Raw records
** start **

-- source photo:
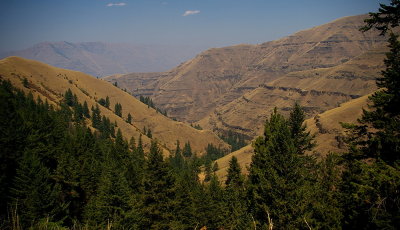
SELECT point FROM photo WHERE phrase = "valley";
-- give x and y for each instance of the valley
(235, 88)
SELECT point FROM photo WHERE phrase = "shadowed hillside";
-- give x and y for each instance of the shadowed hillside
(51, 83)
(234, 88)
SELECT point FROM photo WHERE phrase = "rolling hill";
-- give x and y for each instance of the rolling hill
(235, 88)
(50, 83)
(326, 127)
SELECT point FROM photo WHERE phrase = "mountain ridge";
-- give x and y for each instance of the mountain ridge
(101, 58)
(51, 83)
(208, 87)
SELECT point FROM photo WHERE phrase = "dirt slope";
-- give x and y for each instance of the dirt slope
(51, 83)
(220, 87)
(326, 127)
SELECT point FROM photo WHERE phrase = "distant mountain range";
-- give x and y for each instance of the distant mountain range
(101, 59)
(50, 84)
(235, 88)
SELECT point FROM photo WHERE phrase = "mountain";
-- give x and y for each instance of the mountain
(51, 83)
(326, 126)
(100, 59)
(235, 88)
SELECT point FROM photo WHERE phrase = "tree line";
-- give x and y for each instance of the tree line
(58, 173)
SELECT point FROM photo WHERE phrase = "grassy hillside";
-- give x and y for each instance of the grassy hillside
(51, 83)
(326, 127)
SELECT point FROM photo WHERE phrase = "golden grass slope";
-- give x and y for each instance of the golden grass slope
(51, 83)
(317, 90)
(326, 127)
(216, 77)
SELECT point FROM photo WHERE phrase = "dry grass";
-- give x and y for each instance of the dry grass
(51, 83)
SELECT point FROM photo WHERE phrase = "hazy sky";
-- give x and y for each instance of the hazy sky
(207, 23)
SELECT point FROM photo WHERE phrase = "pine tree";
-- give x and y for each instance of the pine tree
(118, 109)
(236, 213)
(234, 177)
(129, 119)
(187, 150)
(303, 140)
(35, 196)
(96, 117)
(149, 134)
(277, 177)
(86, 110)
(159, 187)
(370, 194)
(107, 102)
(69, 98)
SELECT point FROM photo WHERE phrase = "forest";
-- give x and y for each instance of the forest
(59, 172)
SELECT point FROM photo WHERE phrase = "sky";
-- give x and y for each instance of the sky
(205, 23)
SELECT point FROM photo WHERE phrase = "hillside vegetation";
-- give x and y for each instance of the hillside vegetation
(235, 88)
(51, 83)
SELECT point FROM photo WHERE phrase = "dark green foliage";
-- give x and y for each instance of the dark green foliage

** end **
** start **

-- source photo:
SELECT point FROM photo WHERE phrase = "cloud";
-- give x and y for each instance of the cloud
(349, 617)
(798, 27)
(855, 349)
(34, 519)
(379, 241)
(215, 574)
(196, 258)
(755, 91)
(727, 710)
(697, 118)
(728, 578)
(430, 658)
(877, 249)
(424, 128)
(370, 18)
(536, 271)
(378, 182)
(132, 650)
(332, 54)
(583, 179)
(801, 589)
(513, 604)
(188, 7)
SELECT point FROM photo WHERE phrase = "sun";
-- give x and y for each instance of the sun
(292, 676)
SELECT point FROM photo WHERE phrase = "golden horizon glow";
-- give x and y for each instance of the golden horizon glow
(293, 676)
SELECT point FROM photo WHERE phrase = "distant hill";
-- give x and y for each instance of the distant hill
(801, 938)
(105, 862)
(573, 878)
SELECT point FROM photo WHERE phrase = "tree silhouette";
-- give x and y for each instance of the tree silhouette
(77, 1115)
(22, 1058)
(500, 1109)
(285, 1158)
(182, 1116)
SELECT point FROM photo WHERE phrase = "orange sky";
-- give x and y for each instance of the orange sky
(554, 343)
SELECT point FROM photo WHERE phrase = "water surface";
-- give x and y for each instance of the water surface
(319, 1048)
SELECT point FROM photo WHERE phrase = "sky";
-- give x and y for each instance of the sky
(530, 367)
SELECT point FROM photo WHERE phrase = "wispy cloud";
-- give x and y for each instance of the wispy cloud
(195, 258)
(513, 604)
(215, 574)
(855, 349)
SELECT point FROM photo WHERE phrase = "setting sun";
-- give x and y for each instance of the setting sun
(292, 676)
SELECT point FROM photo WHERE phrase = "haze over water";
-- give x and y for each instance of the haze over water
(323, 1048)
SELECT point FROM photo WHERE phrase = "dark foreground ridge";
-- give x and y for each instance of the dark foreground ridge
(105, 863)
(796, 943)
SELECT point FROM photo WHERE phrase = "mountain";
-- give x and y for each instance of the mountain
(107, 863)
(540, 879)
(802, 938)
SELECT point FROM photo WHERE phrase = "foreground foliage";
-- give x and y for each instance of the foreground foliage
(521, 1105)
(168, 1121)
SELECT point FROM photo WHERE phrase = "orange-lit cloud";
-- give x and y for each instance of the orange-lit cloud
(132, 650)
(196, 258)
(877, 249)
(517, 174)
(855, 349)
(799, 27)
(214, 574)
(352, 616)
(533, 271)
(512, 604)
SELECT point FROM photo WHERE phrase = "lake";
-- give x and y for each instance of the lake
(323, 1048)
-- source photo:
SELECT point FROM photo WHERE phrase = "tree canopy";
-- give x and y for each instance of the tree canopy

** end **

▶ PROBLEM TO SOLVE
Show every line of the rows that holds the string "tree", with case counting.

▶ THE REPLY
SELECT point FROM photo WHERE phrase = "tree line";
-- give x and y for each instance of the tree line
SELECT point FROM photo WHERE phrase = "pine tree";
-- give x and y for each instance of the pine tree
SELECT point FROM photo WHERE phrase = "tree silhouette";
-- give x and y for each instance of the tree silhouette
SELECT point FROM photo WHERE phrase = "tree canopy";
-- give x and y for each instance of the tree canopy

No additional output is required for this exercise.